Point-per-instance localization data:

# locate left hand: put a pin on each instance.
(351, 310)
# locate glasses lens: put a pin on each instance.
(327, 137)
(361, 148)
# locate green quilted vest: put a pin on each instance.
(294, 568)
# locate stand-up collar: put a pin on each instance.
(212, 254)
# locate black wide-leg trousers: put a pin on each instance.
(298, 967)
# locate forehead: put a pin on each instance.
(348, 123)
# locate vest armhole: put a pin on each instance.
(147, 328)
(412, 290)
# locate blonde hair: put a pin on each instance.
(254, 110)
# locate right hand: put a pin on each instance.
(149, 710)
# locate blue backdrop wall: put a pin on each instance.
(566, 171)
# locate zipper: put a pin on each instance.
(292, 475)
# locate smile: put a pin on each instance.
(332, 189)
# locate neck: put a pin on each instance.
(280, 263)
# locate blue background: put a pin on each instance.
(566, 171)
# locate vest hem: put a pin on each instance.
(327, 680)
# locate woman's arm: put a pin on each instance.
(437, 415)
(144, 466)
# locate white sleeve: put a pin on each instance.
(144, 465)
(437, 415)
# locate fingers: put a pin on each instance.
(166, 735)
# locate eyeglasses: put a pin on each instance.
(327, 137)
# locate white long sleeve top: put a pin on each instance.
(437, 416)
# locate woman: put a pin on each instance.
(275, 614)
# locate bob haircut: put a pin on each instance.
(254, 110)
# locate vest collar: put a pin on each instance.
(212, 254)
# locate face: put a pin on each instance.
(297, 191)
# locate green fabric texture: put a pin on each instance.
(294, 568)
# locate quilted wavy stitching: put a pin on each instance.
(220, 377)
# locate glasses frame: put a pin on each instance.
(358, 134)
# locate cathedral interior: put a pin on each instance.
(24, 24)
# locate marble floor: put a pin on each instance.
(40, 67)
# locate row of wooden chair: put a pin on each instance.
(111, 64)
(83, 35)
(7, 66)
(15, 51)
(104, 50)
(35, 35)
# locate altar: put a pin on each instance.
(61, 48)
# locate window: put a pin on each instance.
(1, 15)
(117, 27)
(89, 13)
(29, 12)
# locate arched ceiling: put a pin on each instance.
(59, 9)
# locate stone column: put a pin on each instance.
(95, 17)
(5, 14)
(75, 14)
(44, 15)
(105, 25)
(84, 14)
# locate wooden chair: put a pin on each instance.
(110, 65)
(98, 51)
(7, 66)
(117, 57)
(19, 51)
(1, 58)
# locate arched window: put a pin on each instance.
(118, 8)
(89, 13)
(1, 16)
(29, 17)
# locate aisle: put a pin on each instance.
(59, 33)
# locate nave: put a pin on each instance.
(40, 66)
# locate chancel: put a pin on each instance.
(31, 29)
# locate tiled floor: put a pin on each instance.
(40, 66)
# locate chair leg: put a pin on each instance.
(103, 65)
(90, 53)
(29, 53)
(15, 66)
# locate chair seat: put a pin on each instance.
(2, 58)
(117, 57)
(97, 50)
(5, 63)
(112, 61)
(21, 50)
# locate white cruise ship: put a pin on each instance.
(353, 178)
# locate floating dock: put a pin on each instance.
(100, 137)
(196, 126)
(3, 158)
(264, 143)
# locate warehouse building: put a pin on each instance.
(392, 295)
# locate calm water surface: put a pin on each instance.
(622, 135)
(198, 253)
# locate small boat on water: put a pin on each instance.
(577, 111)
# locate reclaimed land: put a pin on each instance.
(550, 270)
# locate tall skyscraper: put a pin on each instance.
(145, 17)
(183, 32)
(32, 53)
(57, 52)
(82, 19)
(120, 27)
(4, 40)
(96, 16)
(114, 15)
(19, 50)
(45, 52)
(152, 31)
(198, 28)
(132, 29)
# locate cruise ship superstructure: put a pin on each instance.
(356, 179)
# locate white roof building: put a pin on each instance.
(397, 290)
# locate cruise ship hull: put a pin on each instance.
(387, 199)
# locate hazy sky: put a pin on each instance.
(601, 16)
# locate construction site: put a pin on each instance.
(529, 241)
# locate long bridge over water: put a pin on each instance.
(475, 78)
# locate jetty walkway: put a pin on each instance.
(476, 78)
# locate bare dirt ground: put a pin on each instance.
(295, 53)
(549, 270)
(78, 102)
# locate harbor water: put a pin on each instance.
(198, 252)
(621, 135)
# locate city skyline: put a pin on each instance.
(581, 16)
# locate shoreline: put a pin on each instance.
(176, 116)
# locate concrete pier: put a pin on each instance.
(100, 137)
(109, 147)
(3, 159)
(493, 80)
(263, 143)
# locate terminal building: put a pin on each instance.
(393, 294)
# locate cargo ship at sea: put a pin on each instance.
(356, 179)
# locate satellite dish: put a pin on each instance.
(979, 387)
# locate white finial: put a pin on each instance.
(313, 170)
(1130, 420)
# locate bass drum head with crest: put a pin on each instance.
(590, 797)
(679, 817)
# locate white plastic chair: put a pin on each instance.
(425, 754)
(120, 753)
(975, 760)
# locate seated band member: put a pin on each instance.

◆ **WHAT NEEDS TO BE DONE**
Please retype all of the records above exactly as they are.

◆ **ANSWER**
# locate left hand: put a pin on each instance.
(351, 310)
# locate glasses lens: put a pin on each instance.
(327, 137)
(361, 148)
# locate green quilted vest: put a pin on each instance.
(294, 568)
# locate stand-up collar: put a pin on each instance.
(212, 254)
# locate black wide-leg trousers: put a pin on each instance.
(298, 967)
# locate forehead: put a pin on each instance.
(348, 123)
# locate vest armhole: put a pin on each instance.
(147, 328)
(412, 290)
# locate blonde hair: put a pin on each instance.
(254, 110)
# locate right hand: put a pin on each instance.
(149, 710)
# locate blue backdrop wall: put a pin on each instance.
(566, 171)
# locate zipper: put a pin on each instance.
(292, 475)
# locate smile: put a pin on each instance.
(332, 189)
# locate neck: put a pin on each instance.
(280, 263)
# locate blue background: put a pin on each instance.
(566, 171)
# locate vest hem: put a pin on each instance.
(327, 680)
# locate woman's arm: put a pin on each instance.
(437, 415)
(144, 466)
# locate white sleeve: put a pin on each instance.
(144, 465)
(437, 415)
# locate fingers: put a pin on each instance.
(166, 735)
# locate eyeglasses: put a pin on each instance.
(327, 137)
# locate white long sleeve top: put a pin on each instance.
(437, 416)
# locate woman: put a pin on each instance.
(275, 614)
# locate bob haircut: put a pin on each instance.
(254, 110)
# locate vest collar: put a pin on each instance.
(212, 254)
# locate face: put a pin on each instance.
(297, 191)
# locate green fabric texture: put a pin on each instance.
(294, 568)
# locate quilted wavy stitching: put a pin on each instance.
(220, 377)
# locate glasses frame: put a pin on each instance.
(358, 134)
# locate cathedral interior: put a pin on each instance.
(24, 24)
# locate marble floor: put a pin on each instance.
(40, 67)
# locate row of wooden chair: put a pin on each instance.
(111, 64)
(83, 35)
(7, 66)
(15, 51)
(104, 50)
(35, 35)
# locate altar: put a pin on each instance.
(61, 48)
# locate window: put a pin on each instance.
(1, 15)
(117, 27)
(89, 13)
(29, 12)
# locate arched ceiling: put a pin on each instance.
(59, 9)
# locate stone column: put a pin on each instance.
(95, 17)
(5, 14)
(75, 14)
(44, 15)
(105, 25)
(84, 14)
# locate wooden chair: put a pin on each instance.
(110, 65)
(98, 51)
(7, 66)
(117, 57)
(19, 51)
(1, 58)
# locate arched window: put a pin on each instance.
(118, 8)
(89, 13)
(1, 16)
(29, 17)
# locate aisle: put a pin on each instance.
(59, 33)
# locate nave: put a pin on each instance.
(40, 66)
# locate chancel: put a pin on each instance.
(31, 29)
# locate tiled floor: put a pin on each instance.
(40, 66)
# locate chair leg: put a pin on each instance.
(103, 65)
(90, 53)
(29, 53)
(15, 66)
# locate chair seat: put a pin on each instance.
(2, 58)
(117, 57)
(97, 50)
(5, 63)
(112, 61)
(21, 50)
# locate white cruise ship: put a pin on each instance.
(353, 178)
# locate floating dock: put a pin on each instance.
(100, 137)
(196, 126)
(3, 158)
(264, 143)
# locate warehouse building: put a pin on each instance.
(392, 295)
# locate calm water surface: put a pin on each instance.
(622, 135)
(198, 253)
# locate small boat on water: put a pin on each instance.
(577, 111)
# locate reclaimed land: put a pin on each instance.
(550, 270)
# locate tall skyscraper: put a pin on each instance.
(145, 17)
(183, 32)
(32, 53)
(57, 52)
(82, 19)
(120, 27)
(4, 40)
(96, 16)
(114, 15)
(19, 50)
(45, 52)
(152, 31)
(198, 28)
(132, 29)
# locate cruise ship superstructure: put a pin on each instance.
(356, 179)
# locate white roof building: put a pin on each instance.
(397, 290)
# locate cruise ship hull: put a pin on each instance.
(387, 199)
# locate hazy sky: put a pin on each instance.
(601, 16)
# locate construction site: put a pin on each instance.
(529, 241)
# locate long bridge over water: put a pin on each instance.
(475, 78)
# locate jetty walkway: put a pin on each instance.
(476, 78)
# locate bare dirt ground: put a pin on each instance.
(295, 53)
(549, 270)
(78, 102)
# locate harbor water: put a pin on each instance.
(198, 252)
(621, 135)
# locate city skyline: put a pin on each instance.
(581, 16)
# locate shoreline: put a pin on each instance.
(176, 116)
# locate concrete pier: put a pin on each instance.
(100, 137)
(109, 147)
(3, 159)
(493, 80)
(263, 143)
# locate terminal building: put a pin on each instance.
(393, 294)
# locate cargo ship at sea: put a pin on each instance.
(356, 179)
# locate satellite dish: put a pin on each instance.
(979, 387)
# locate white finial: put a pin on each instance.
(313, 170)
(1130, 420)
# locate bass drum head with crest: put a pin on each instance.
(590, 797)
(679, 817)
# locate white plastic chair: put a pin on each instance.
(425, 754)
(120, 753)
(975, 760)
# locate seated band member: put a pin on each instance.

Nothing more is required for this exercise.